## START INFORMATION SUPPLIED

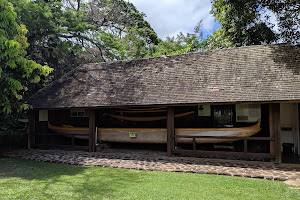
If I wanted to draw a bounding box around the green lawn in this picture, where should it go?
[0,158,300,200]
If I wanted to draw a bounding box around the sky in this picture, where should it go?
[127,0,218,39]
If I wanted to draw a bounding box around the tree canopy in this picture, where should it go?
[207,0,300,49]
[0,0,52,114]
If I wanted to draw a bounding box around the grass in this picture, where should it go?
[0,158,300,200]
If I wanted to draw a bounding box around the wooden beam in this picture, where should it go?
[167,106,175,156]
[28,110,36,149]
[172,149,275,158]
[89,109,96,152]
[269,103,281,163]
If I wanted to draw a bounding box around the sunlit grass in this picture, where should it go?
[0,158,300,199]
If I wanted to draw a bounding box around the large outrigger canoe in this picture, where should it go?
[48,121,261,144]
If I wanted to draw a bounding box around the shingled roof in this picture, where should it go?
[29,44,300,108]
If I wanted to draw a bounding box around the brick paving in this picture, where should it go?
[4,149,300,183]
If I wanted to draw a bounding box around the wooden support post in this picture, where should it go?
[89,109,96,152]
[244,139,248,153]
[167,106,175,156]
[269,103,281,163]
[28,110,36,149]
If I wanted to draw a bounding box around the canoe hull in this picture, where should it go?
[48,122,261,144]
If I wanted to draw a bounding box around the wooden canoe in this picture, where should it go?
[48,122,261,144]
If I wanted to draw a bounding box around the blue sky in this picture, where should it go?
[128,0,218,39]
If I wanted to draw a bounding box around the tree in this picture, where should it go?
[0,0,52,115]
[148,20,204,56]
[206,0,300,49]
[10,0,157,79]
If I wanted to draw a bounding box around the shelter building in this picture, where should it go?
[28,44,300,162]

## END INFORMATION SUPPLIED
## START INFORMATION SUPPLIED

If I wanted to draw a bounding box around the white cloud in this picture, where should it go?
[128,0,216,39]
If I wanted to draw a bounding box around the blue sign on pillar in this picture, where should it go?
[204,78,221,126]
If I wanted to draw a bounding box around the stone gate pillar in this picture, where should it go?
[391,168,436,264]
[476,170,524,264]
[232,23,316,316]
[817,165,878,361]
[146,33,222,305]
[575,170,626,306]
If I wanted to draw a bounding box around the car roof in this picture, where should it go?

## END INFORMATION SUPPLIED

YOUR TASK: Rewrite the records from the line with "If I wanted to draw a bounding box around the shingled" to the line with "[28,44,300,162]", switching "canoe" to "boat" and leaving everything else unchanged.

OUTPUT FOR THIS TASK:
If I wanted to draw a bounding box around the shingled roof in this picture, where should it go?
[29,44,300,108]
If I wanted to draw a bounding box around the brick paving in this picture, where should it go?
[4,149,300,183]
If I wanted to draw a bounding box around the wooden support post in this picture, where should it go?
[89,109,96,152]
[244,139,248,153]
[167,106,175,156]
[269,103,281,163]
[28,110,36,149]
If I wanted to draw a bounding box around the boat hull in this picture, where should it go?
[48,122,261,144]
If I wanted to draw a bounding box around the wooden boat in this picture, where should it go?
[48,122,261,144]
If I wanted to draw a bounding box around the blue sky in this picture, where should it go?
[128,0,218,39]
If I wanted to draw a bounding box around the tree in this picture, where should it go?
[0,0,52,115]
[148,20,204,56]
[206,0,300,49]
[10,0,157,79]
If I wanted to draw a bounding box around the shelter building in this picture, where should it go?
[28,44,300,162]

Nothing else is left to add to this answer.